• [Task to carry out] Could you repeat the entries below word for word, leaving nothing out?
━━━━
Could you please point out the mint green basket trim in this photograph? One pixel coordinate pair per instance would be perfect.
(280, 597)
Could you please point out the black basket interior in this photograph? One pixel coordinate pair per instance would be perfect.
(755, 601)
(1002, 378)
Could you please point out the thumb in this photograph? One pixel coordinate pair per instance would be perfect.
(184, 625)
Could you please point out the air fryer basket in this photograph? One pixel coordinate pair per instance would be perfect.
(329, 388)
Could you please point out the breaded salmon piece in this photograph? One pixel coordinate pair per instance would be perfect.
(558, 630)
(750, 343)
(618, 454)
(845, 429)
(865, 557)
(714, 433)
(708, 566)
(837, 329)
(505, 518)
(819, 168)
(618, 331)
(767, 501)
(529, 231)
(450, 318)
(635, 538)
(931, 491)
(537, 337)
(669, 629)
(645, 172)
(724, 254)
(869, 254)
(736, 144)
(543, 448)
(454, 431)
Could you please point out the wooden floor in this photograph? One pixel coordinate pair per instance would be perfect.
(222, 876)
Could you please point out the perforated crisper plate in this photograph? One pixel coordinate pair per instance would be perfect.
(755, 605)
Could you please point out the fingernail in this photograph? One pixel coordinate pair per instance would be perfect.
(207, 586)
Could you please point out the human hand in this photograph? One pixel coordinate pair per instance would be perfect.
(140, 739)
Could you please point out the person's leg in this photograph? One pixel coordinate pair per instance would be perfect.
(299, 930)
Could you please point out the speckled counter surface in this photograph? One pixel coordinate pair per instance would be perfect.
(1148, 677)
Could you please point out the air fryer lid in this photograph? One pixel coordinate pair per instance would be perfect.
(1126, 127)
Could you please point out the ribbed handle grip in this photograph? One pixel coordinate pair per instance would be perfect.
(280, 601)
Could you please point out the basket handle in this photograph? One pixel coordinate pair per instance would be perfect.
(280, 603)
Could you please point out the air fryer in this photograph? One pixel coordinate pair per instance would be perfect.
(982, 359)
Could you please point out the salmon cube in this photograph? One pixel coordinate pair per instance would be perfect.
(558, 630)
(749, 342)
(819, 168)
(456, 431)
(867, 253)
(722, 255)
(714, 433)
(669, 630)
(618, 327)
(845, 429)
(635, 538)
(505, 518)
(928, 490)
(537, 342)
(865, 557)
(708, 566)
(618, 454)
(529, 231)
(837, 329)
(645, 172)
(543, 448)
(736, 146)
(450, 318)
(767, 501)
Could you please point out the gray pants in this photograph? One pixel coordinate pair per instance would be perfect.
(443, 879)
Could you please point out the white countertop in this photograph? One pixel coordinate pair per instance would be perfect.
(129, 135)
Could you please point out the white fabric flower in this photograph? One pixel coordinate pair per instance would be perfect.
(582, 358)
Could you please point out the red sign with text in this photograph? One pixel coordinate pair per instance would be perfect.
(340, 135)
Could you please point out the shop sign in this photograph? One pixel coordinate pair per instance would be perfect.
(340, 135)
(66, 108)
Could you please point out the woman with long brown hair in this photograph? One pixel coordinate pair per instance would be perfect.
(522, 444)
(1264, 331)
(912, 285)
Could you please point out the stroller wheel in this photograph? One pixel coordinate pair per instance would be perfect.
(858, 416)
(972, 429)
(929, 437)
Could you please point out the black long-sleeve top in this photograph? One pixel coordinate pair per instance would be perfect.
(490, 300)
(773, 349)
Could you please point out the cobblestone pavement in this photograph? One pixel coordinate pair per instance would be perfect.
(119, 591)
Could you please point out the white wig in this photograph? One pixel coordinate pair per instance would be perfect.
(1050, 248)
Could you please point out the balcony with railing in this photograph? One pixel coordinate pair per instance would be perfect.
━━━━
• [Exercise output]
Could you please point out the mint green basket trim in this photograph? One pixel coordinate pair per instance would be perfect.
(280, 597)
Could you please point out the black basket interior in this photograph? One pixel coordinate pair per instance would be perfect.
(755, 601)
(1002, 378)
Could you please point out the thumb in this photograph? One pixel coordinate pair per instance would be perfect.
(184, 625)
Could you please point out the air fryer basket in this photograph? One pixel coordinate pair per instance would be perfect.
(329, 388)
Could you please point out the breaded salmon piece in this photograph? One pixel coordinate pair per instance would be perfect.
(558, 630)
(750, 343)
(618, 454)
(845, 429)
(865, 557)
(714, 433)
(708, 566)
(837, 329)
(505, 518)
(819, 168)
(618, 331)
(767, 501)
(529, 231)
(450, 318)
(635, 538)
(931, 491)
(537, 337)
(669, 629)
(645, 172)
(724, 254)
(869, 254)
(736, 144)
(543, 448)
(454, 431)
Could you please point out the wooden floor in this photograph? One pixel coordinate pair per instance would be perfect.
(222, 876)
Could you please point out the perforated crisper plate in this photograph? One pixel coordinate pair per instance would be perfect.
(755, 605)
Could you please point out the fingernail in this photograph? One pixel coordinate pair per instance would be perfect.
(207, 586)
Could you please point out the human hand in this photograph? One pixel coordinate pair per instance would be perfect.
(140, 739)
Could you please point out the person's leg in this photograph? One pixel coordinate pair per instance would be perfect.
(299, 930)
Could you please point out the speckled counter surface in this photograph? One pixel coordinate pair per instance would be perfect.
(1148, 677)
Could you please point out the air fryer lid in this photograph? One pixel coordinate pair per instance would be perfect.
(1126, 127)
Could you please point out the ribbed handle grip in this photograph? One pixel coordinate pair per instance would be perfect.
(280, 601)
Could you please point out the basket handle in this photograph? One pixel coordinate pair per instance would be perfect.
(280, 603)
Could you please point out the air fryer in this photograph? One pixel coordinate pair per instance would be perfect.
(982, 359)
Could you please point out the salmon cube in this photograph? One pixel coordinate pair per instance would be perfect.
(558, 630)
(749, 342)
(819, 168)
(456, 431)
(867, 253)
(722, 255)
(714, 433)
(669, 630)
(618, 327)
(845, 429)
(635, 538)
(505, 518)
(928, 490)
(537, 342)
(865, 557)
(708, 566)
(618, 454)
(529, 231)
(837, 329)
(645, 172)
(543, 448)
(736, 146)
(450, 318)
(767, 501)
Could you please point out the gray pants in this photograph? One pixel coordinate pair per instance would be perfect.
(443, 879)
Could you please point out the white countertop in this photograph? One pixel coordinate pair per instance would be perfect.
(129, 135)
Could you please point out the white fabric flower in this photograph? One pixel coordinate pair per instance would be perfect.
(582, 358)
Could you please point out the red sign with text in this photograph? One pixel coordinate pair per instance would be perfect.
(340, 135)
Could you please point out the shop sign in this photograph? One pixel coordinate pair per instance would be perfect.
(340, 135)
(66, 108)
Could you please point out the woman with long brown hair in this photograph? One pixel coordinate pair per instance would be perfect.
(522, 444)
(1264, 331)
(912, 285)
Could you please point out the stroller wheel in this photograph? One pixel coordinate pair per instance would be perfect.
(858, 416)
(972, 429)
(929, 437)
Could you please point out the black long-sleeve top in this photograph? One pixel coordinate pair per instance would be perfect.
(490, 300)
(773, 349)
Could you please point out the cobblestone pavement in this photograph? One pixel coordinate pair per instance would be perfect.
(119, 591)
Could you please point out the white wig in this photograph? One pixel coordinate pair per instance would be perfect.
(1050, 248)
Could you please point out the balcony with railing in this photograph? One pixel coordinate pair per instance would be perfect.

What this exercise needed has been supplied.